(THE TASK): Rewrite every line of the records below as one numbered list, omitting the blank lines.

Segmentation dataset records
──────────────────────────────

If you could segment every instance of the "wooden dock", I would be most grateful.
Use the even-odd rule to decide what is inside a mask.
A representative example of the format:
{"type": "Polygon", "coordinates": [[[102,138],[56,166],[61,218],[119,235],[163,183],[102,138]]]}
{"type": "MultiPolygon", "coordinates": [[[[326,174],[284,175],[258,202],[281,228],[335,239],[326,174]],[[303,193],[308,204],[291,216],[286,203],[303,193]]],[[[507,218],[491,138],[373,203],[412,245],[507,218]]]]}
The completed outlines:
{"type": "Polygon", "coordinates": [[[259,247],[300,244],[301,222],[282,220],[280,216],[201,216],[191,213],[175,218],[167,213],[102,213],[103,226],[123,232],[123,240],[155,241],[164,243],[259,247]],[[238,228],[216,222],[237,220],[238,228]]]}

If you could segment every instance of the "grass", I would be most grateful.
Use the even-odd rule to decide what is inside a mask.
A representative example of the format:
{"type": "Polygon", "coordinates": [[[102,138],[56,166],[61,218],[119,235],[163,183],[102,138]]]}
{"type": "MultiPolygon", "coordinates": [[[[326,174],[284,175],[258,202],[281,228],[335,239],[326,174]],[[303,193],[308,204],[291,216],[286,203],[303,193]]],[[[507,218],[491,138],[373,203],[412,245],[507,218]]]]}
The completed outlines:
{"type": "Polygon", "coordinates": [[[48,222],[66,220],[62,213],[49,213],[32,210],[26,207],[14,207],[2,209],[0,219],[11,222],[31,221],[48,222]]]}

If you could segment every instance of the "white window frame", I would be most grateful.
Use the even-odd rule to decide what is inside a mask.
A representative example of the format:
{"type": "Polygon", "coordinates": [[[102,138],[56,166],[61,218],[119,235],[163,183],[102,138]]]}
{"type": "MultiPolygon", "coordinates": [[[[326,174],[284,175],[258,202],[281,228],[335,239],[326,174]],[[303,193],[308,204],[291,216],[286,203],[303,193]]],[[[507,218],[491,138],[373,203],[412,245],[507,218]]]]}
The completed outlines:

──────────────────────────────

(OUTPUT OF THE EXERCISE):
1. If you could segment every instance of the "wooden dock", I would be most grateful.
2. Use the even-odd rule to decide what is inside a mask.
3. A representative example of the format:
4. {"type": "Polygon", "coordinates": [[[102,138],[56,166],[61,218],[119,235],[163,183],[102,138]]]}
5. {"type": "MultiPolygon", "coordinates": [[[[326,174],[284,175],[258,202],[281,228],[335,239],[326,174]],[[303,193],[308,204],[291,216],[286,203],[303,193]]],[[[507,218],[491,138],[373,203],[412,245],[507,218]]]]}
6. The completed outlines:
7. {"type": "Polygon", "coordinates": [[[259,247],[300,244],[301,222],[282,220],[280,216],[201,216],[191,213],[175,218],[167,213],[102,213],[103,226],[123,232],[123,240],[155,241],[164,243],[259,247]],[[238,228],[216,222],[237,220],[238,228]]]}
8. If you could segment every instance of the "grass", I would be most grateful.
9. Use the even-odd rule to decide what is inside a mask.
10. A representative example of the format:
11. {"type": "Polygon", "coordinates": [[[102,138],[56,166],[61,218],[119,235],[163,183],[102,138]]]}
12. {"type": "MultiPolygon", "coordinates": [[[[326,174],[284,175],[258,202],[281,228],[335,239],[326,174]],[[303,193],[308,204],[291,216],[286,203],[303,193]]],[[[507,218],[491,138],[373,203],[412,245],[507,218]]]]}
13. The completed outlines:
14. {"type": "Polygon", "coordinates": [[[48,222],[66,220],[62,213],[49,213],[32,210],[26,207],[14,207],[2,209],[0,219],[11,222],[31,221],[48,222]]]}
15. If you could segment every instance of the "white window frame", I would be most grateful.
16. Use the even-odd rule to decide what is inside a mask.
17. A representative example of the format:
18. {"type": "Polygon", "coordinates": [[[102,138],[56,166],[61,218],[119,235],[163,183],[102,138]]]}
19. {"type": "MultiPolygon", "coordinates": [[[[326,174],[284,175],[258,202],[281,228],[335,239],[326,174]],[[303,193],[308,204],[291,216],[286,203],[303,193]]],[[[507,218],[491,138],[373,203],[412,245],[507,218]]]]}
20. The completed outlines:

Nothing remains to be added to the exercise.